(Image outline annotation entries)
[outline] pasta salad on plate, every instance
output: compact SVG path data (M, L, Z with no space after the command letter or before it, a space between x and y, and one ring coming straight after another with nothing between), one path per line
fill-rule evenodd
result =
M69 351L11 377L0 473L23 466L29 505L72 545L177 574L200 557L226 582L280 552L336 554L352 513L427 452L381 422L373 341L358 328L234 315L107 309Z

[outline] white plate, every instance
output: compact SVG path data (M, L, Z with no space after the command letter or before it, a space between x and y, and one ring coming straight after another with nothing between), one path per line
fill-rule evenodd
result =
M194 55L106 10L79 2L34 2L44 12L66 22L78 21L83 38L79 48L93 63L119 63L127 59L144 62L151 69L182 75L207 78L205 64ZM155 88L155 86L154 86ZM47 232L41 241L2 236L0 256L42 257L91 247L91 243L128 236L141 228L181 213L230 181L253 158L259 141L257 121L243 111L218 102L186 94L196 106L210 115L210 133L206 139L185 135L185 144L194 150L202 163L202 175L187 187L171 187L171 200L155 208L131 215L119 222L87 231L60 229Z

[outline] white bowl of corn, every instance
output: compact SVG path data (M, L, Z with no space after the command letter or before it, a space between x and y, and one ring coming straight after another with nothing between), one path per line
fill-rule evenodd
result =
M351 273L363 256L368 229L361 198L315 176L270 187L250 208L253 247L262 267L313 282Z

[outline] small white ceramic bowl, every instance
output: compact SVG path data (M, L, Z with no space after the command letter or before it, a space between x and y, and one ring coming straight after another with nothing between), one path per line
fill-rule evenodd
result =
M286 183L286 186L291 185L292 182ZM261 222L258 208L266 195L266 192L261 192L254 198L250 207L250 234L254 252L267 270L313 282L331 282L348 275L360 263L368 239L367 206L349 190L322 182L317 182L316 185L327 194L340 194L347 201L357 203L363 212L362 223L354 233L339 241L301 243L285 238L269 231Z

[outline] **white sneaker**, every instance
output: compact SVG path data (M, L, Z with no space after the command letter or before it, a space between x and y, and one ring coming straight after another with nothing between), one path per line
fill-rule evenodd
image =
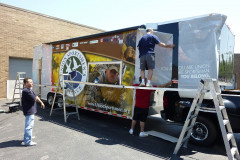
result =
M146 87L152 87L151 83L147 83Z
M148 134L145 133L145 132L140 132L139 133L139 137L147 137L147 136L148 136Z
M129 130L129 133L130 133L130 134L133 134L133 129L130 129L130 130Z
M145 86L145 83L144 82L141 82L139 87L144 87Z

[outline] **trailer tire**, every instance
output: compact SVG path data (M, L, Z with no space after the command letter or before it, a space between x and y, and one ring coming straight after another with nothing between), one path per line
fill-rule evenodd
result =
M62 108L63 107L63 97L62 97L62 95L56 97L56 102L57 102L57 107L58 108Z
M210 146L216 141L217 131L211 119L199 116L193 127L190 142L199 146Z
M52 93L49 93L47 95L47 105L48 105L48 107L52 107L53 99L54 99L54 95Z

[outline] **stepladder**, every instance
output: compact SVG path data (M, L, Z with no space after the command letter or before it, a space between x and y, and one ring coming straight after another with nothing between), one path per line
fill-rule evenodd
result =
M26 78L26 72L17 72L14 91L13 91L12 103L14 103L15 100L19 99L20 100L20 106L22 106L21 98L22 98L22 90L24 88L24 86L23 86L24 85L23 84L24 78Z
M67 122L67 119L70 115L77 115L78 120L80 120L77 99L74 93L74 86L72 83L65 82L66 80L72 80L72 74L60 74L59 80L57 83L57 88L55 89L55 94L51 106L50 116L55 110L63 110L64 122ZM61 103L62 107L54 108L56 99L58 97L58 104ZM75 111L73 111L75 108Z
M221 89L217 83L217 80L215 79L201 80L173 154L176 155L181 146L187 147L188 140L191 136L192 129L196 123L199 111L201 110L201 105L206 93L209 93L211 95L214 102L214 110L217 115L217 121L221 130L228 159L240 160L236 140L234 138L232 127L227 115L227 110L221 96Z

▶ [What is required]: Rewrite the part of the data that opens with the line containing "[outline] small white" and closes with the line containing "M286 183L286 186L291", replacing "ceramic" with "porcelain" and leaving all else unchanged.

▶ [Response below]:
[outline] small white porcelain bowl, every instance
output: compact SVG path data (M, L, Z with no space after the command letter or before it, a space between x and y, and one ring coming straight after another with nothing between), one path per line
fill-rule evenodd
result =
M286 183L286 186L291 185L292 182ZM261 222L258 208L266 195L266 192L261 192L254 198L250 207L250 234L254 252L267 270L313 282L331 282L348 275L360 263L368 239L367 206L349 190L322 182L317 182L316 185L327 194L340 194L347 201L357 203L363 212L362 223L354 233L339 241L301 243L285 238L269 231Z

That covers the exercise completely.